## Objective
Copy the entries that follow, changing "wooden beam" to "steel girder" and leaving everything else as it is.

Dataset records
====

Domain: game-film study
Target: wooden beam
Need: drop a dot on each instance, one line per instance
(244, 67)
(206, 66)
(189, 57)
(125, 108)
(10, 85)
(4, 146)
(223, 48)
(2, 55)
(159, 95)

====

## Solution for this task
Domain: game-film study
Target: steel girder
Need: drop a dot on each instance, one line per instance
(244, 67)
(206, 66)
(189, 57)
(125, 108)
(10, 85)
(4, 146)
(223, 48)
(2, 55)
(159, 95)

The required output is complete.